→ Passage provided
De stuff ain't ready fo de publick yet.  True we do make a lot of money off it and true it may enhance vision, preception and  cosmetics.  But so does a coat of paint which has no primer applied beneath it, for a while.

Chip

----------


## sharpstick777

I find that Crizal Avance is the generally the most grease resistant, however, it degrades faster than many, and in addition, there are some men who just gunk up that coating (mismatch of body chemistrie maybe?) leaving a thin "fog" even when new, my second nod would go to Seiko Surpass ECP, more consistant, and it seems to stay grease free longer.  I find Hoya EX3 more durable, but not as quite grease resistant.  I have terrible luck keeping my Purecoat clean.   Standard Crizal is way down the list.

----------


## Prince Nez

> The best AR for patients that work and play in the real world and expect to get more than 15mo. wear out of the lenses = none at all.  Especially for those that live in the South and have more than one pair of glasses and leave the rest in the car.


The Nikon ICE (old) and SEE Coat (current brand name) coating is quite outstanding, and in the real world you can expect to get 5+ years out of it with proper care.  I speak from personal experience, having been in Nikon lenses for about 20 years, SV at first and PALs now.  I routinely use my glasses while looking through the ocular of an optical instrument where there is opportunity for lens-to-lens contact damage, yet I have had no problems with scratching (knock on plastic).  The ICE is a very hard coating, so you MUST avoid rapid temperature changes (example, washing the lens with hot water immediately after coming indoors from freezing weather).  I recently destroyed a pair by accidentally leaving them on the black dashboard of my car on a sunny day -- the metal rims got so hot they fried the tops of the lenses and destroyed the coating -- my bad.  The AR color is not terribly obvious, tending toward a faint blue, but it shows face oil like crazy.  Easily and consistently cleaned with wet rinse, followed by any lens cleaning solution (liquid soap, ammonia, etc.) if the lenses have oil on them, then a quick rinse and micro-fibre towel drying.  Nikon includes a micro-fibre swatch with each lens, so you have no excuse about being a bonehead and drying with something scratchy.

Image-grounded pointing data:
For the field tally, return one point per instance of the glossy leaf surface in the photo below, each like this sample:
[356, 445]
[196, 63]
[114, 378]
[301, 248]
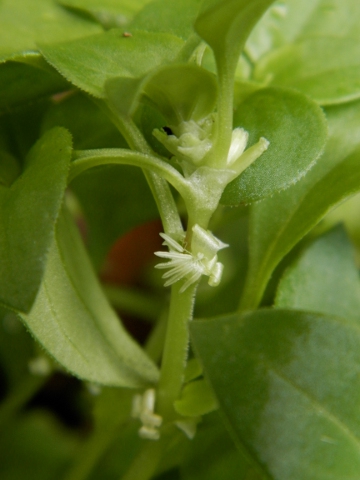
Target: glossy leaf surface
[29, 209]
[225, 26]
[21, 82]
[176, 18]
[297, 131]
[73, 321]
[325, 68]
[89, 62]
[25, 23]
[298, 209]
[288, 386]
[323, 279]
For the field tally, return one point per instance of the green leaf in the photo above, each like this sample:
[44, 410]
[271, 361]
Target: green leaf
[114, 200]
[196, 399]
[288, 385]
[90, 61]
[323, 279]
[301, 207]
[36, 447]
[327, 69]
[296, 129]
[23, 24]
[92, 129]
[110, 13]
[212, 455]
[289, 21]
[29, 209]
[176, 18]
[73, 321]
[225, 26]
[25, 80]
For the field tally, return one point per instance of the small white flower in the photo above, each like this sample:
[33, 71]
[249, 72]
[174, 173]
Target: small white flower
[143, 408]
[202, 260]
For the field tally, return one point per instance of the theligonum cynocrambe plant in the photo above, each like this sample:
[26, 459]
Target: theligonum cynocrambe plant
[229, 103]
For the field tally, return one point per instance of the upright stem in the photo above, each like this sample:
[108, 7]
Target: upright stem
[175, 349]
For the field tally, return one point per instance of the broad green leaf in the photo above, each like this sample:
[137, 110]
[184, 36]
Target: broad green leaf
[288, 21]
[114, 200]
[176, 18]
[29, 209]
[325, 68]
[22, 81]
[91, 129]
[24, 23]
[73, 321]
[178, 92]
[225, 26]
[288, 385]
[323, 279]
[296, 129]
[196, 399]
[90, 61]
[212, 455]
[9, 169]
[279, 222]
[107, 12]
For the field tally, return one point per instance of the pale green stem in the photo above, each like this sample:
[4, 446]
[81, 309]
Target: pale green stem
[133, 302]
[175, 349]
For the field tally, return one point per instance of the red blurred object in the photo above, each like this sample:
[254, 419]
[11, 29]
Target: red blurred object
[131, 253]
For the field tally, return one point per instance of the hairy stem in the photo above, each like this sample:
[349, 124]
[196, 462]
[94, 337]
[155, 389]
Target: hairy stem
[175, 350]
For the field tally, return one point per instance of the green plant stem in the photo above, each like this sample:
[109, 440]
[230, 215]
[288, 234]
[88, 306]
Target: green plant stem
[175, 349]
[160, 189]
[134, 302]
[146, 462]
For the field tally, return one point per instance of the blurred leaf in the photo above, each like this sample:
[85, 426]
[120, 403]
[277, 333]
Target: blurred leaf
[289, 21]
[91, 129]
[90, 61]
[22, 82]
[24, 23]
[334, 177]
[288, 385]
[73, 321]
[114, 199]
[35, 448]
[325, 68]
[296, 129]
[225, 26]
[176, 18]
[196, 399]
[323, 279]
[29, 210]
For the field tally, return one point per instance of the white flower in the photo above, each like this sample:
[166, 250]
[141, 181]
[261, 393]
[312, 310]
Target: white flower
[202, 260]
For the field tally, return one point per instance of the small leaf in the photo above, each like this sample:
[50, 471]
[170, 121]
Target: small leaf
[297, 131]
[90, 61]
[288, 385]
[73, 321]
[29, 209]
[176, 18]
[196, 399]
[324, 68]
[25, 80]
[24, 23]
[225, 26]
[301, 207]
[323, 279]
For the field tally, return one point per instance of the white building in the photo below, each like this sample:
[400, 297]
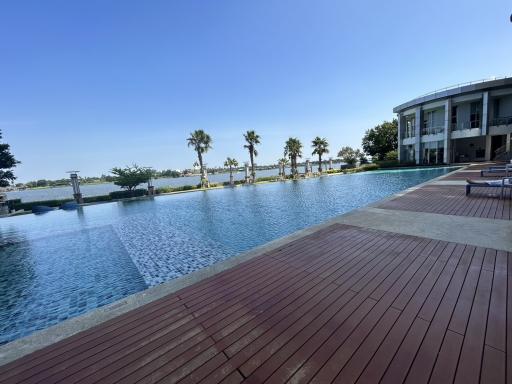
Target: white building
[468, 122]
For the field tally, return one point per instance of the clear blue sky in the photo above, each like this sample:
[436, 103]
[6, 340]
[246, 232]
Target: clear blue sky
[90, 85]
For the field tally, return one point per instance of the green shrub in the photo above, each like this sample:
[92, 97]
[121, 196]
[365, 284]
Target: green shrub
[369, 167]
[391, 155]
[95, 199]
[267, 178]
[170, 189]
[49, 203]
[125, 194]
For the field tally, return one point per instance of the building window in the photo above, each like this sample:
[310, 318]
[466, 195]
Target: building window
[454, 115]
[475, 115]
[409, 127]
[496, 108]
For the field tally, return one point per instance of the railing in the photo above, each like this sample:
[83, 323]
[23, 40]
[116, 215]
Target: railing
[463, 85]
[501, 121]
[432, 130]
[465, 125]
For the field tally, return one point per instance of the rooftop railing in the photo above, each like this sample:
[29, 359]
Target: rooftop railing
[460, 85]
[459, 126]
[501, 121]
[432, 130]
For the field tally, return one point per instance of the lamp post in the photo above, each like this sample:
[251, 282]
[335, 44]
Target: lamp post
[77, 195]
[204, 176]
[151, 187]
[308, 167]
[247, 178]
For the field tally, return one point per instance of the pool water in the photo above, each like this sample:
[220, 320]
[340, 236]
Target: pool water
[64, 263]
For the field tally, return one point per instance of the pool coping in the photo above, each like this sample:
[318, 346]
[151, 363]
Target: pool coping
[45, 337]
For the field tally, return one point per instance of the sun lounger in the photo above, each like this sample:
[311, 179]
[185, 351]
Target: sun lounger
[504, 183]
[506, 169]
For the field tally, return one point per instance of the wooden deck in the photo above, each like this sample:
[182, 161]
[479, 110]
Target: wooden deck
[451, 200]
[342, 305]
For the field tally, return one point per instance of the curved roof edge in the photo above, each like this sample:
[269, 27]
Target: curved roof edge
[475, 86]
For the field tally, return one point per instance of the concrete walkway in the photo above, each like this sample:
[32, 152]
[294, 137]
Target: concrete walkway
[415, 288]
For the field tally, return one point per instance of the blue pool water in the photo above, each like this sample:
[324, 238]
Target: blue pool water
[61, 264]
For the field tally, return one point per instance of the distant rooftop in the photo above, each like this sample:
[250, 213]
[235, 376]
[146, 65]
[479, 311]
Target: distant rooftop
[458, 89]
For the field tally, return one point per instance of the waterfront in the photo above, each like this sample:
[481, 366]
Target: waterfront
[52, 264]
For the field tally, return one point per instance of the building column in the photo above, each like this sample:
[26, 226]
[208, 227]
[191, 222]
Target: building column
[417, 134]
[487, 147]
[485, 112]
[485, 118]
[447, 130]
[400, 127]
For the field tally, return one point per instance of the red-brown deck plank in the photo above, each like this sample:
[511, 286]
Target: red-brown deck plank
[451, 200]
[345, 304]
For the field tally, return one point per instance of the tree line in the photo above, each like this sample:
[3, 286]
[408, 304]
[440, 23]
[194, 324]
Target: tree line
[379, 143]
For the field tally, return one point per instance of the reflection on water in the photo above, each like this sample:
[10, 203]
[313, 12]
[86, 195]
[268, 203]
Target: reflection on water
[63, 263]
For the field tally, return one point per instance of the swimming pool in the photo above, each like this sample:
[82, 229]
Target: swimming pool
[64, 263]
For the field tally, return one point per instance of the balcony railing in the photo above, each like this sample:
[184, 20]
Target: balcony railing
[501, 121]
[459, 126]
[432, 130]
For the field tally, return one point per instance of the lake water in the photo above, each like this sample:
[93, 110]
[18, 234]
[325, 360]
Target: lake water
[58, 193]
[64, 263]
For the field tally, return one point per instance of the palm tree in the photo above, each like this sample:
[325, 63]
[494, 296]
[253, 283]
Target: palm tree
[293, 149]
[202, 142]
[231, 163]
[283, 162]
[320, 146]
[252, 139]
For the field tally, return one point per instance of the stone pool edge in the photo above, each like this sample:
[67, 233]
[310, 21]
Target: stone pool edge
[45, 337]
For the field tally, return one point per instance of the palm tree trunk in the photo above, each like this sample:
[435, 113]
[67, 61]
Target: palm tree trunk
[253, 174]
[200, 158]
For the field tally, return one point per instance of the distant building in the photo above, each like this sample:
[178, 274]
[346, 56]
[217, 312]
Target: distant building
[468, 122]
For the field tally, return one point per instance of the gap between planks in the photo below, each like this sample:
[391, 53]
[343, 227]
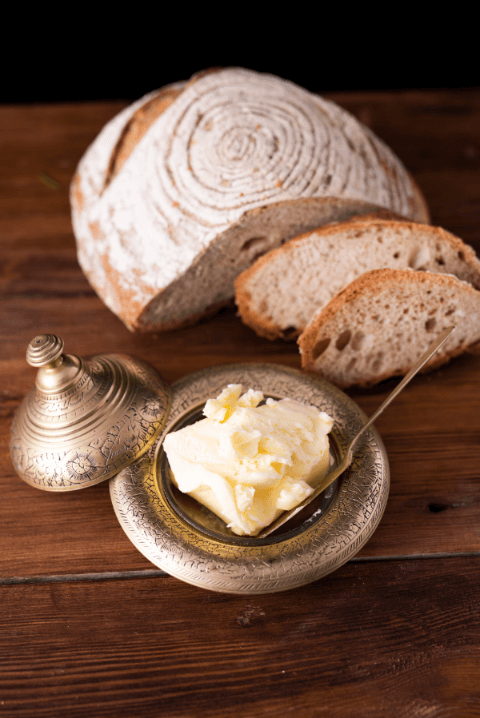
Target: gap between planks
[156, 573]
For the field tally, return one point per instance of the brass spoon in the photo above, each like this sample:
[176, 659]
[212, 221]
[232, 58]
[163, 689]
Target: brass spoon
[348, 457]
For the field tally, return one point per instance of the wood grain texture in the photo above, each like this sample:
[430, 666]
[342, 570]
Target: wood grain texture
[397, 639]
[83, 633]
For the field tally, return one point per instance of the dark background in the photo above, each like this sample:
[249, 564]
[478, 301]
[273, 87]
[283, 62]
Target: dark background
[93, 56]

→ Problem
Answer from the lens-coating thread:
(a) Which coating does sharpstick777 find generally the most grease resistant?
(b) With proper care, how many years of real-world use does Prince Nez say the Nikon ICE and SEE Coat coating can give?
(c) What does Nikon include with each lens?

→ Solution to the exercise
(a) Crizal Avance
(b) 5+ years
(c) A microfiber swatch